- Objetivo planteado a: Según el texto seleccionado, ¿cuántos puntos le dejó en la cabeza la policía francesa en mayo del 68?

- Texto seleccionado:
^^^^^^^^
En mayo del 68 la policía francesa le dejó un regalito de 44 puntos en su cabeza dura sin saber que desde mucho antes, durante y después de la paliza, seguiría de terco intentando cambiar el mundo. ¡Pero eso sí, a su manera! Una particular manera que se distancia bastante de la forma en que entendíamos debía comportarse un revolucionario para la época, vale decir, borracho de sobriedad, incapaz de celebrar la vida fuera del ámbito del partido porque lo contrario sería desviación pequeño burguesa, inconsistencia ideológica…la inexorable disolución del Ser en la Nada.
Pero él, hijo de un gobernador trujillista, sabía muy bien que no abrazó la causa revolucionaria por resentimiento social, que su ingreso a la izquierda no lo motivó la escasez material o la ausencia de un espacio de socialización entre sus pares que simplemente se dedicaron al disfrute tranquilo y sin complicaciones de las prerrogativas y privilegios signados por el origen y condición de clase.
Recuerdo la primera vez que lo vi. Era 1970 y pasé por la UASD a la que entraría un año después. La causa de mi visita no importa, lo cierto es que divisé un molote de estudiantes reunidos en círculo rodeando a dos de ellos en la explanada de la facultad de ingeniería. Discutía con un militante del PCD.
^^^^^^^^
- Objetivo planteado b: Por favor, indica cada línea de las entradas que contenga la palabra "wall".
^^^^^^^^
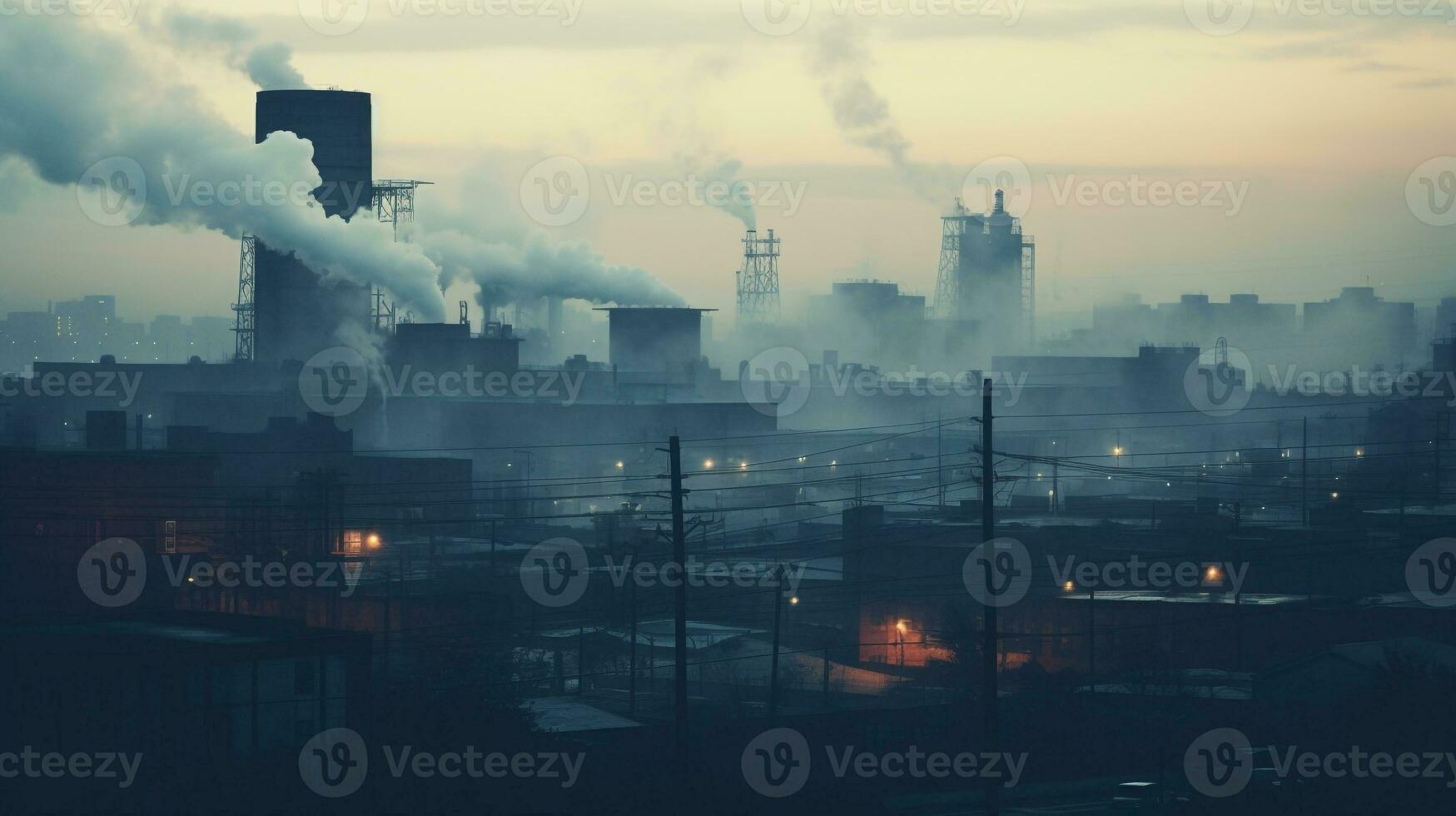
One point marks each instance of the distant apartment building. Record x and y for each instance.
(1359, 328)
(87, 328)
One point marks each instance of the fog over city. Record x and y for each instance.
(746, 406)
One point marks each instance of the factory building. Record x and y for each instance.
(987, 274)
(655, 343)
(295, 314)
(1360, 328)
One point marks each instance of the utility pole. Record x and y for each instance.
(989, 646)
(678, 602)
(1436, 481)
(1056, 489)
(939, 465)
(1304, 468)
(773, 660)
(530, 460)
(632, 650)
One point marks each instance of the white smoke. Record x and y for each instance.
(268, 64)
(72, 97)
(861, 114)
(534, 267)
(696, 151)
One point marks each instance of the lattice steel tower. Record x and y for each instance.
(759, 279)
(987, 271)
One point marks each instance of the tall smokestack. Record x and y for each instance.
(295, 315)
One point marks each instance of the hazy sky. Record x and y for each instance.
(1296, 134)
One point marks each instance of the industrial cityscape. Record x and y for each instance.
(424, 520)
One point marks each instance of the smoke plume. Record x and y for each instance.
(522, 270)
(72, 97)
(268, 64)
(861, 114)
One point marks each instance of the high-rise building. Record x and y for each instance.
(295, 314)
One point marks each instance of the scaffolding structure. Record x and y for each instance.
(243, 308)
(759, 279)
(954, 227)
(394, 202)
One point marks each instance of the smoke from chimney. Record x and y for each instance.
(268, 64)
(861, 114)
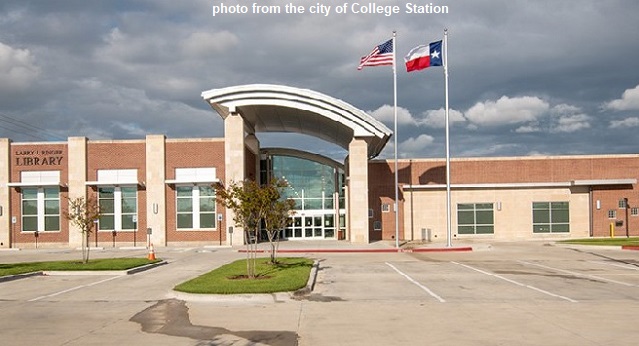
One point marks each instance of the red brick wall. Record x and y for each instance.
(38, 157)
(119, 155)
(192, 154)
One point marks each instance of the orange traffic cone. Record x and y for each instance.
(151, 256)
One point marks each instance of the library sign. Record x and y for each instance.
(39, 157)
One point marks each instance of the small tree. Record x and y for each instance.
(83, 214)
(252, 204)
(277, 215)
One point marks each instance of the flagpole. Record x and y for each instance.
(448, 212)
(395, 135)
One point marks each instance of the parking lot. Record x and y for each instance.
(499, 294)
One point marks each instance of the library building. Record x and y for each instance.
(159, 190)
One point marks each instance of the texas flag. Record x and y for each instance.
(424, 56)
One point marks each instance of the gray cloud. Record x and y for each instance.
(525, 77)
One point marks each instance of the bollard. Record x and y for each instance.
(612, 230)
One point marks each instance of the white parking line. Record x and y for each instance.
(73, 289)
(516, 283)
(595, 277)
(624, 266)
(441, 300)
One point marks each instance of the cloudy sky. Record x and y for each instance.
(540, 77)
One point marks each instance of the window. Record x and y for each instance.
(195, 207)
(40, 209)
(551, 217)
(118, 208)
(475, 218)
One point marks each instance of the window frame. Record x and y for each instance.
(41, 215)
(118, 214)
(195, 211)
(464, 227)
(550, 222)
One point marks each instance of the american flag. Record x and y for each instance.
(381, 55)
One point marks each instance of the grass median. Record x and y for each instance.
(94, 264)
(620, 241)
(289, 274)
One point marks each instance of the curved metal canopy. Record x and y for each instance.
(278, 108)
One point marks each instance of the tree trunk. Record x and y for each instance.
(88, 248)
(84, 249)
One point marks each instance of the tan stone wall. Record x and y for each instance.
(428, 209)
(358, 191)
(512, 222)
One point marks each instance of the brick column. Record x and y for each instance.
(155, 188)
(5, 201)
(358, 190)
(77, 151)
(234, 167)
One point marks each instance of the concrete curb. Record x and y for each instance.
^^^^^^^^
- Respuesta correcta a: 44 puntos.

- Respuesta correcta b:
One point marks each instance of the red brick wall. Record x and y for each instance.
One point marks each instance of the tan stone wall. Record x and y for each instance.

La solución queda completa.